● **Problem description**: Copy out the entries below with every "photo" switched to "image" and nothing else changed. Leave the pictures out.

● **Information provided**:
((

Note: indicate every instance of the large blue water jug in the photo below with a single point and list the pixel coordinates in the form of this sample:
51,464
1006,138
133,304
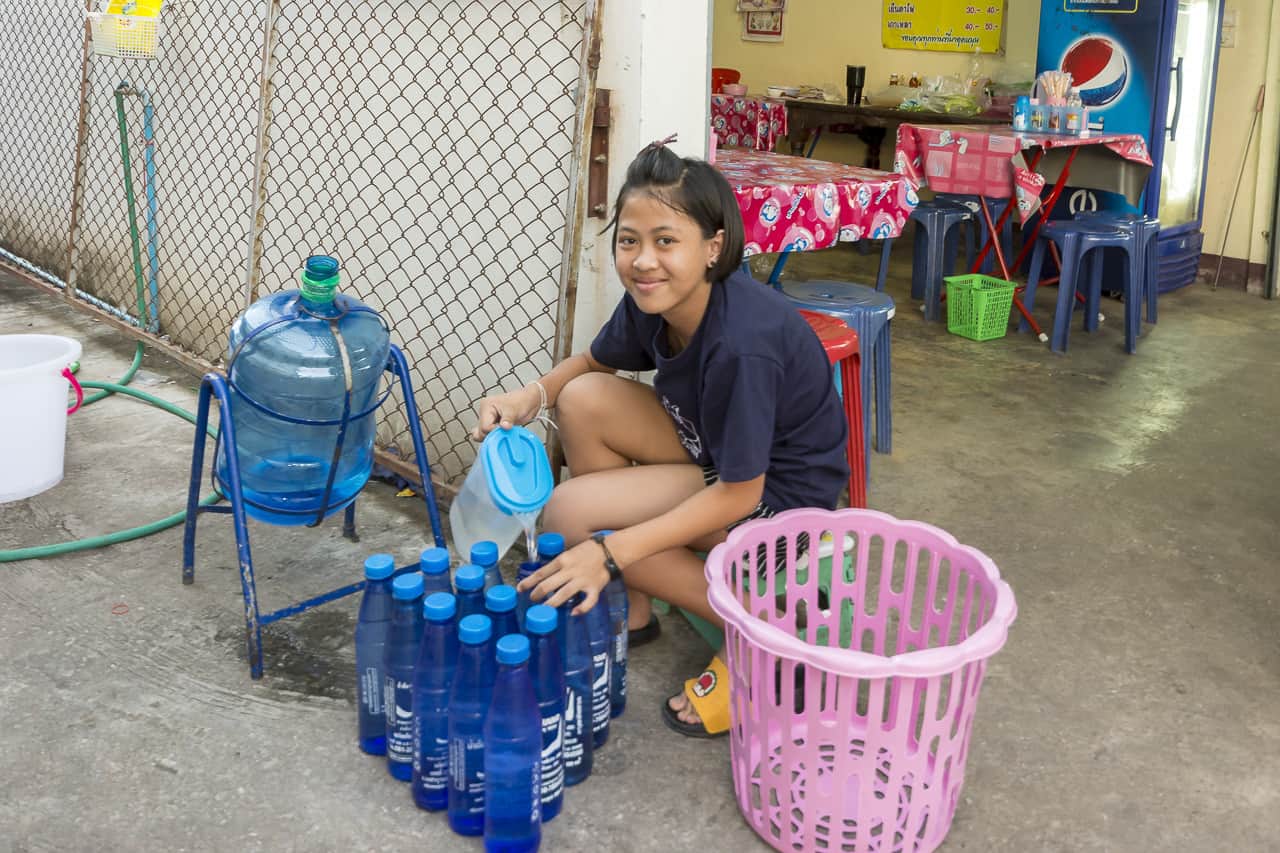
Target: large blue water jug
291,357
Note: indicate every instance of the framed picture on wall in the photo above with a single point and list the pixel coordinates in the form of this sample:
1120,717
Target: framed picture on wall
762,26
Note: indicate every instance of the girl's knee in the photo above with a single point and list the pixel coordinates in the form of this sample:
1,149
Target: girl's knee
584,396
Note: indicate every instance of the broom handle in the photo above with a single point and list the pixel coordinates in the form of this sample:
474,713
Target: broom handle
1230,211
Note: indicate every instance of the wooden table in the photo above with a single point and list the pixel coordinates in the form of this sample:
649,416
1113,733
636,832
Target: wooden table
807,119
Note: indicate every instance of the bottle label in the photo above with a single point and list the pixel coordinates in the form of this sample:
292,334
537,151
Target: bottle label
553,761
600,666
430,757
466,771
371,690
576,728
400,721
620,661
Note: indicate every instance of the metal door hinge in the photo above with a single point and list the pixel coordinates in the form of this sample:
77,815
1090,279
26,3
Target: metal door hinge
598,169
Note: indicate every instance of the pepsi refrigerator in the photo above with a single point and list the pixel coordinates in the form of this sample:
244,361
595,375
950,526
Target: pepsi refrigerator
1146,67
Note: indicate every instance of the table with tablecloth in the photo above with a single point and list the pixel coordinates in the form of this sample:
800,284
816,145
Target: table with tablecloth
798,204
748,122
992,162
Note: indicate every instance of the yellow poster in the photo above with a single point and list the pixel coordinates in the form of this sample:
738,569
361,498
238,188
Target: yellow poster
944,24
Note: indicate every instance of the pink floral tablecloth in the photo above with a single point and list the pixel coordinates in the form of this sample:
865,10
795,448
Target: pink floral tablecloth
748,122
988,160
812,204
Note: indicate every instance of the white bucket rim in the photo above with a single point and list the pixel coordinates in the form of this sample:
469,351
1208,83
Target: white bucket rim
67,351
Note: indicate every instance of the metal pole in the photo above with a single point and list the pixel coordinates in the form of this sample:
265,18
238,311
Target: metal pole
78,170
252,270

))

● **Output of the task**:
Note: indicate every instance of the large blue water jug in the image below with a single point and list the pixel coordinates in the form of this sample:
51,464
1006,138
133,304
Target: large blue water jug
291,357
Note: indicate every instance of the framed picture on wall in the image above with a single point and list the pixel coordinates in the form of this sample:
1120,717
Target: framed picture on wall
762,26
Note: indicate every instance of the girl's knee in the image above with a single point and list the pixel coordinates in the form of this sample:
1,149
Target: girl's knee
584,396
Note: indicate every instance of the broom handle in the image above with a single point and list the pixel coordinates in the form of this sample:
474,713
Target: broom handle
1230,211
Note: indicate every instance of the wooden table in the image above with a single point and list the pixel coordinates in the form of this sample:
649,416
1113,733
636,832
Target: wooden table
807,119
Note: indicate every instance of the bottle label in the image above with a single point and list the pixel coordinates in the form of this sample:
292,334
537,151
Target: bottle label
553,761
600,666
430,757
466,771
371,690
576,728
400,721
620,661
Note: indicate every instance of the metal door hinge in the image above with a single point and list the pixel coordinates in the form of this sample:
77,815
1090,279
26,3
Target: metal door hinge
598,169
Note: indicate every instance of the pepsi refrigerator in the image above with a single point and list the pixel coordinates in the form of this sample:
244,361
595,375
950,526
Target: pepsi refrigerator
1146,67
Note: indicate every instance of the table with tablecloth in the image above with a single point and list the pixel coordinates in the form of this sample:
800,284
816,145
Target: table with tablecloth
798,204
748,122
992,162
Note: indicate every instance of the yellow poster in the image above with a single point and list the pixel coordinates in the form of this sample:
738,569
361,498
238,188
Target: yellow poster
944,24
Note: indicate every instance of the pink floral tablecloth in the image above with a single point and list the pixel coordinates in the form of this sample:
865,10
795,448
Target: pink floral tablecloth
748,122
988,160
812,204
Note: indicate every instance of the white bucket rim in the image above with a single point and list the pixel coordinates in the form of this sample:
469,351
1208,83
Target: white bucket rim
67,351
Note: indicate every instance of the metal pole in the image above with a single point and list the pixel coordinates in the form of this sample:
265,18
238,311
Target: metal pole
78,170
252,270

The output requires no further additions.